Exercise directions >>
Copy out each line below exactly as it appears.

Excerpted records >>
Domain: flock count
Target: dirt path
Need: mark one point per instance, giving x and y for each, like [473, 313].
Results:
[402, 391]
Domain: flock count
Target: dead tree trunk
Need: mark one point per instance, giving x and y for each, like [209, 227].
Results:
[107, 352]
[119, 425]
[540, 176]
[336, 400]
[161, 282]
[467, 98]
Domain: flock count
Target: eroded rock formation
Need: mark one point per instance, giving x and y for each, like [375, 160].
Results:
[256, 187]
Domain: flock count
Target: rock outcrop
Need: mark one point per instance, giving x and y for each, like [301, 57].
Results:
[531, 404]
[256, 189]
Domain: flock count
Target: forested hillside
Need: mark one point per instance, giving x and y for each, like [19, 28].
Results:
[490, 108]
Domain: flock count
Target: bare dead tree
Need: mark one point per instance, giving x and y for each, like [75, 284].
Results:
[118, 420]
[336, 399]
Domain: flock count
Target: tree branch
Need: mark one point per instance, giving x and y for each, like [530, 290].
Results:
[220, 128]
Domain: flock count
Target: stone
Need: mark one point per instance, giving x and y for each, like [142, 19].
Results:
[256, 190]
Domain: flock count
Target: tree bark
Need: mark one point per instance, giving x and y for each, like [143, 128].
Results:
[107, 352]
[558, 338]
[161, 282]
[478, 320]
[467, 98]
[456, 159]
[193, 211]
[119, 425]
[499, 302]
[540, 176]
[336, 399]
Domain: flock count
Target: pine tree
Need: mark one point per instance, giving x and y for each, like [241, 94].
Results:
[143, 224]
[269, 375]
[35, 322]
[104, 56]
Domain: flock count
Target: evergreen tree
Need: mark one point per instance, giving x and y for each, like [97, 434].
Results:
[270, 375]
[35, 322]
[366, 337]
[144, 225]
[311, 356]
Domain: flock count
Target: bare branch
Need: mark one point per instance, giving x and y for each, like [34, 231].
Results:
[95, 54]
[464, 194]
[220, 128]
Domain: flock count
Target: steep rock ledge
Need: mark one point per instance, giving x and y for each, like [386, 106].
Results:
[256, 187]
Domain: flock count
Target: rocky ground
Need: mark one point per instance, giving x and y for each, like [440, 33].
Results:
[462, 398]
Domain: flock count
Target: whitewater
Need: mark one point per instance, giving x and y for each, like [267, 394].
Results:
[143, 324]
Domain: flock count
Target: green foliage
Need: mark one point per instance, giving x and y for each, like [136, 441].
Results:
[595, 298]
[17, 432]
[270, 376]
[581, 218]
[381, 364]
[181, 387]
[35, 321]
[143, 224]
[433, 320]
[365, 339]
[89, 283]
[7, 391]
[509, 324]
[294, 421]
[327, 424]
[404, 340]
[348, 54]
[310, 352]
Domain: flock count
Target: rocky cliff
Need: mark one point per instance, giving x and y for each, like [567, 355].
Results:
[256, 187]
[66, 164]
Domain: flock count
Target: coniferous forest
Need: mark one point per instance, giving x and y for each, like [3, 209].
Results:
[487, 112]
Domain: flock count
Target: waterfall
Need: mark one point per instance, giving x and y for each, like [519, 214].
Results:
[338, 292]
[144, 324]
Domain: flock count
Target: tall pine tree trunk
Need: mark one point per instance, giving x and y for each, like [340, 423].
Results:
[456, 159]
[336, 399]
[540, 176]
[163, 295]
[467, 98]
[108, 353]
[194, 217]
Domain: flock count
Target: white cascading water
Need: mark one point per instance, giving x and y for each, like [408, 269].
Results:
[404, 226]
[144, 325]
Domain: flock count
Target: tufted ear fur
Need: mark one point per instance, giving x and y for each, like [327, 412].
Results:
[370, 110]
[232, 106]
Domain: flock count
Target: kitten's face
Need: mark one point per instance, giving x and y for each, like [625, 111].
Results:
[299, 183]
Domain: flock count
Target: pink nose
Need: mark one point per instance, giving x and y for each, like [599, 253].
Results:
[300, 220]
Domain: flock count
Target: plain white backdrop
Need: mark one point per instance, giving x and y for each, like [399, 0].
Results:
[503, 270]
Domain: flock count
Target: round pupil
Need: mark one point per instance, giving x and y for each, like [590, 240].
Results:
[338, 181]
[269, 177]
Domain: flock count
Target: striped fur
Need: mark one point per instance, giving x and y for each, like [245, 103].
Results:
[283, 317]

Correct result >>
Domain: flock count
Target: dirt path
Need: mark one point per instance, giving x and y for each, like [473, 313].
Results:
[402, 391]
Domain: flock count
Target: dead tree trunk
Need: mark one point per instance, giving x and y for each, like [209, 227].
Results:
[107, 352]
[119, 425]
[540, 176]
[336, 400]
[161, 282]
[467, 98]
Domain: flock count
Target: eroded rock formation
Need: mark one point per instance, giving x and y for each, like [375, 160].
Results:
[256, 187]
Domain: flock count
Target: rock outcrop
Need: mark one point per instance, giving x and y for each, like [301, 57].
Results:
[531, 404]
[256, 189]
Domain: flock count
Target: forested hillside
Need: mark one point per instance, giving x and y for each, like [19, 28].
Results:
[490, 108]
Domain: flock count
Target: bare dead tree
Need: mark one point per instance, giving x and y for each, like [75, 284].
Results:
[118, 420]
[336, 399]
Domain: flock count
Target: tree branch
Need: mark one point per instance, giving x and y for each, like [530, 290].
Results:
[220, 128]
Domain: flock count
Target: stone
Need: mark one point per instance, giving x and y for each, like [142, 19].
Results:
[256, 190]
Domain: flock count
Target: tree bark
Need: mark one point per instance, giving x and y for each, like [143, 128].
Results:
[107, 352]
[558, 338]
[161, 282]
[478, 320]
[467, 98]
[456, 159]
[193, 211]
[119, 425]
[499, 302]
[540, 176]
[336, 399]
Domain: flock count
Target: pine tree
Need: mark one point per instance, giving x and y for each, like [241, 94].
Results:
[143, 224]
[269, 375]
[35, 322]
[104, 56]
Domain: flock count
Target: evergreen tree
Need: mark one point per instance, giving x and y for each, like [97, 434].
Results:
[270, 375]
[35, 322]
[366, 337]
[144, 225]
[311, 356]
Domain: flock count
Target: bare branch
Need: mark one point per instance, giving x and y for each, like [34, 231].
Results:
[95, 54]
[464, 194]
[220, 128]
Domain: flock count
Target: steep rock ledge
Need: mark one point per instance, giving x and y for each, like [386, 106].
Results:
[256, 187]
Domain: flock count
Target: rocky ground
Need: mark one point per instance, giving x and y for each, like [440, 33].
Results:
[462, 398]
Domain: flock count
Target: whitewater
Need: mark one point per instance, giving x and y for each, like [267, 394].
Results:
[143, 324]
Domain: flock count
Target: green foliage
Need: mark one point per instance, giving x and y for each, like [136, 441].
Results:
[595, 298]
[17, 432]
[270, 376]
[581, 218]
[381, 364]
[181, 387]
[35, 321]
[143, 224]
[433, 320]
[365, 339]
[89, 283]
[7, 391]
[509, 324]
[294, 421]
[327, 424]
[404, 340]
[348, 54]
[310, 352]
Domain: flock count
Target: rocky cliff
Need: mark one point per instance, giving x and y for each, like [567, 355].
Results:
[256, 187]
[66, 164]
Domain: flock count
Target: coniferous forest
Need: mark one point per instance, giving x and y for each, like [3, 209].
Results:
[487, 112]
Domain: flock count
Target: waterfall
Need: mark one point per instance, giving x and y for each, like [519, 214].
Results:
[338, 292]
[144, 324]
Domain: flock count
Target: tall pine tree trunk
Need: mark one point per instance, giving x and y for each, like [340, 423].
Results:
[456, 159]
[336, 399]
[540, 176]
[163, 295]
[467, 98]
[108, 353]
[194, 217]
Domain: flock count
Target: white cascading water
Need: mark one point per instance, giving x and y for each, like [408, 269].
Results:
[404, 226]
[144, 325]
Domain: flock count
Target: tufted ear fur
Need: mark one point per instance, giving x and y for each, like [327, 412].
Results:
[370, 110]
[232, 106]
Domain: flock count
Target: kitten's face
Need: mark one point per instance, giving x and y for each, like [625, 111].
Results:
[299, 183]
Domain: flock count
Target: pink nose
Need: mark one point per instance, giving x and y for each, like [599, 253].
Results:
[300, 220]
Domain: flock count
Target: plain white backdrop
Need: mark one point per instance, giving x and y for each, like [399, 0].
Results:
[503, 270]
Domain: flock count
Target: round pupil
Need: mark one point per instance, giving x and y for each, like [590, 240].
Results:
[338, 181]
[269, 177]
Domain: flock count
Target: striped fur
Need: mark one point per instance, giving x and y for each, like [245, 103].
Results:
[283, 317]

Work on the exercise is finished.